BRANO DA LEGGERE:
· · · ·

Ormai il ‘lavoro da casa’ è molto gettonato: ecco che differenze ci sono tra chi è in smart working in Italia e chi all’estero
Dopo la pandemia lo smart working ha preso sempre più piede: se prima, soprattutto in Italia, le persone che lavoravano da casa erano davvero poche, ora numerosi uffici hanno intrapreso invece questa strada.
Sul tema ci sono molte teorie discordanti, che mettono in disaccordo sia datori di lavoro che dipendenti, ma dal punto di vista della tassazione com’è la situazione?
Per chiarire le regole sull’imponibilità fiscale del lavoro da remoto, l’Agenzia delle Entrate ha riassunto i criteri da seguire se si è assunti da un’impresa non italiana svolgendo le mansioni dal nostro Paese o, al contrario, se il datore è nei confini nazionali ma il dipendente o collaboratore ha residenza in un altro Paese.

· · · ·

COSA FARE: Prosegui il brano qui sopra sulle tasse per chi lavora da remoto, riprendendo subito dopo la sua ultima frase.

VOCI DATE:
· · · ·

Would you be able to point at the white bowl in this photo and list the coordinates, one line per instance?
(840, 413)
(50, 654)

· · · ·

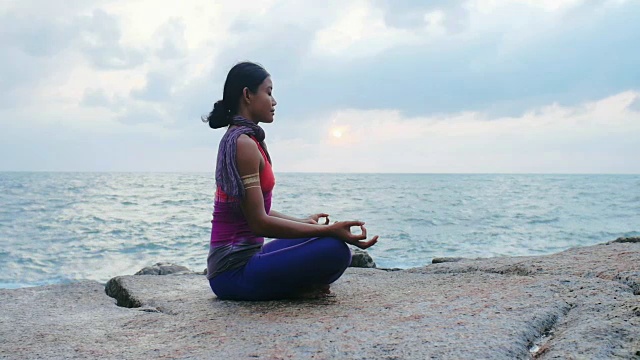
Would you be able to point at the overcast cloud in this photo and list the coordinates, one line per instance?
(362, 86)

· · · ·

LA RISPOSTA:
Parola all’Agenzia delle Entrate
L’Agenzia delle Entrate ha riassunto i criteri per stabilire l’imponibilità fiscale del lavoro da remoto: il Fisco ha diffuso la circolare 25/2023 del 18 agosto nella quale ha esposto alcuni esempi sui profili fiscali dello smart working degli italiani e dei frontalieri. Per esempio, non è soggetta a tassazione in Italia la retribuzione percepita da un lavoratore residente all’estero che svolge in smart working l’attività per un datore di lavoro italiano. Paga invece le tasse nel nostro Paese il cittadino italiano, iscritto all’anagrafe dei residenti all’estero, che lavora per un’azienda straniera ma in modalità agile dall’Italia, dove ha dimora abituale.
La circolare delle Entrate specifica poi che “le modalità di svolgimento della prestazione lavorativa non incidono sui criteri di determinazione della residenza fiscale”, e quindi continuano a rilevare le tre condizioni generali alternative tra loro (anagrafe, domicilio, residenza). Di conseguenza, uno straniero non iscritto nell’anagrafe italiana, che lavora in Italia in smart working per la maggior parte dell’anno con moglie e figli, per un’azienda estera, a fini fiscali viene considerato residente in Italia. Più in generale, l’attività lavorativa si considera svolta nel luogo in cui il lavoratore è fisicamente presente quando la effettua, indipendentemente dal Paese in cui si trova il datore di lavoro e da quello in cui si manifestano gli effetti dell’attività svolta.
Queste quindi parte delle ultime indicazioni dell’Agenzia delle Entrate: per chi è poco ferrato sul tema è consigliato leggere la circolare completa e rivolgersi ad un esperto in materia.